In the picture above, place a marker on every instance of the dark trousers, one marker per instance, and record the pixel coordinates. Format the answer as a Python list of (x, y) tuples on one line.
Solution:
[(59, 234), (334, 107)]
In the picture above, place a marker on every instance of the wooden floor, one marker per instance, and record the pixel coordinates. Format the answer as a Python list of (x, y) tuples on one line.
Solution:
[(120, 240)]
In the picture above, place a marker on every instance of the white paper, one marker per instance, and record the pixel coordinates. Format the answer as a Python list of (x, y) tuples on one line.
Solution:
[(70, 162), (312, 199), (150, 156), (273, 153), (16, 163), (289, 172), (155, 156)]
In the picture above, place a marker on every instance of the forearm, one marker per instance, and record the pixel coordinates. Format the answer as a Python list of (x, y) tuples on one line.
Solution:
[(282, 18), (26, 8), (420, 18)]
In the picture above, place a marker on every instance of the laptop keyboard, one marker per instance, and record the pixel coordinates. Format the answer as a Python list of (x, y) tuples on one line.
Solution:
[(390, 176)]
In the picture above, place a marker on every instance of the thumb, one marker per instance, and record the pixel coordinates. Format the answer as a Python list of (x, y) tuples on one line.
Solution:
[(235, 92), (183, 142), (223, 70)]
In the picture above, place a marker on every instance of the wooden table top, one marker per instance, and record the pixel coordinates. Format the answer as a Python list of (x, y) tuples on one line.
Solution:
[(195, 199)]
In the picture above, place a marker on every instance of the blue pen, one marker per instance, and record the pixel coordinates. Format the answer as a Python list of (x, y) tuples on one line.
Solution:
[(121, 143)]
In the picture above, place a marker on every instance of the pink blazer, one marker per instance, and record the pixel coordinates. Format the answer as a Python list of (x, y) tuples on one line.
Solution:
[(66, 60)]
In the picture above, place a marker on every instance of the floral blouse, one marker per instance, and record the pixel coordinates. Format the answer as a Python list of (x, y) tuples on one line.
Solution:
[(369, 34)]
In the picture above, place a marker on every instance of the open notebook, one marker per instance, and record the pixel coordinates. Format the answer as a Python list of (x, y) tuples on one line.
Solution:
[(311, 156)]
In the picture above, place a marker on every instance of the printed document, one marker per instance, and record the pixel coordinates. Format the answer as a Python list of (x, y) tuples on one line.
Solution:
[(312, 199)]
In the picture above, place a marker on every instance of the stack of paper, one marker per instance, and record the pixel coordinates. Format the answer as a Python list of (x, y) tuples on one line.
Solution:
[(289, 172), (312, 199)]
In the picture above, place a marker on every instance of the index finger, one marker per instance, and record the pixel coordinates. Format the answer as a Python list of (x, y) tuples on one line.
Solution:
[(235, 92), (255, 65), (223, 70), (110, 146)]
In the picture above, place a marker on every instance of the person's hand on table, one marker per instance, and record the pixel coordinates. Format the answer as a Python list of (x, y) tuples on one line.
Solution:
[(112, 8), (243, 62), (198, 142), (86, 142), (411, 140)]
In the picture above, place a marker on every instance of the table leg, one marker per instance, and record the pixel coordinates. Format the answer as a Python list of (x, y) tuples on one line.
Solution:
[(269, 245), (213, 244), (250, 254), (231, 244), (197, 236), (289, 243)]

= INSTRUCTIONS TO FOLLOW =
Output every record above a second time, exactly.

= RESPONSE AREA =
In the picture above, place a marker on every instance of the dark trousers, one marker per instance, and record the pixel coordinates. Format the answer as a Python list of (x, y) tuples on one line.
Solution:
[(59, 234), (334, 107)]
In the picture above, place a marker on every instance of the wooden floor, one marker per instance, and record the pixel coordinates. Format the answer as a Python list of (x, y) tuples on one line.
Solution:
[(120, 240)]
In the picture above, place a marker on every instance of the white paper, one marker per instance, and record the pixel coordinates. Format the answer as a Python list of (x, y) tuples on one line.
Solution:
[(70, 162), (312, 199), (150, 156), (273, 153), (16, 163), (289, 172), (155, 156)]
In the picture above, place a marker on every instance of the forearm, one marker per instance, and record the pixel coordinates. Format the answer as a Python list of (x, y) tuples on one line.
Solution:
[(282, 18), (26, 8), (420, 18)]
In the picture above, place a marker on every instance of the laptop keyboard, one marker per instance, and record the pixel coordinates. Format the answer as a Python list of (x, y) tuples on one line.
Solution:
[(390, 176)]
In the picture above, place a marker on every instance of the thumb, one marker per instance, and record the pixel coordinates. Format the answer as a Python list of (x, y) tuples on one line.
Solution:
[(235, 92), (183, 142), (223, 70)]
In the picture above, place a marker on every instance of the wooden table top, one marker per instance, and record the pixel coordinates. Format the answer as a Python list of (x, y) tuples on one line.
Solution:
[(195, 199)]
In the picture above, place a marker on every instance of the blue pen, one marker per instance, and record the pixel coordinates. Format the answer as a Python list of (x, y) tuples on one line.
Solution:
[(121, 143)]
In the picture above, place a marker on every instance of the pink blazer, one marker per instance, and record the pixel coordinates. Format the answer as a Python list of (x, y) tuples on one line.
Solution:
[(66, 60)]
In the picture above, place a marker on every instance of the floral blouse, one marker per instance, and record the pixel coordinates. Format the answer as a Python list of (x, y) tuples on one line.
Solution:
[(369, 34)]
In the picture above, place a marker on every instance of the open notebook, one marker per instance, and record the pixel coordinates. Format the answer as a Python list of (x, y) tuples on one line.
Solution:
[(311, 156)]
In the picture above, place a marker on every instance of the printed document, one marker per instance, and record the pixel coordinates. Format the answer as a Python list of (x, y) tuples on one line.
Solution:
[(312, 199)]
In the picture above, place a marker on every instance of the stack of paper, one marker per instance, and record the pixel coordinates. Format the answer as a Python list of (x, y) tuples on one line.
Solution:
[(289, 172), (312, 199)]
In the picture above, place a marker on every instance of the index finger, one marker per instance, and record the pixel coordinates. Format the answer as a Python list of (x, y) tuples on one line.
Solution:
[(235, 92), (255, 65), (223, 70), (110, 146)]
In the picture above, place a marker on every instance of the person's hand on table, one marker per instance, and record the pixel coordinates. Format the answer as a Python list of (x, y) tuples on one line.
Solution:
[(112, 8), (243, 62), (198, 142), (86, 142), (411, 140)]
In the picture above, place a marker on every instance of the table leg, one marker per instance, and record the pixel coordinates. Format the answer as a Python list of (x, y) tuples on one line.
Solution:
[(269, 245), (213, 244), (250, 254), (231, 244), (197, 236), (289, 243)]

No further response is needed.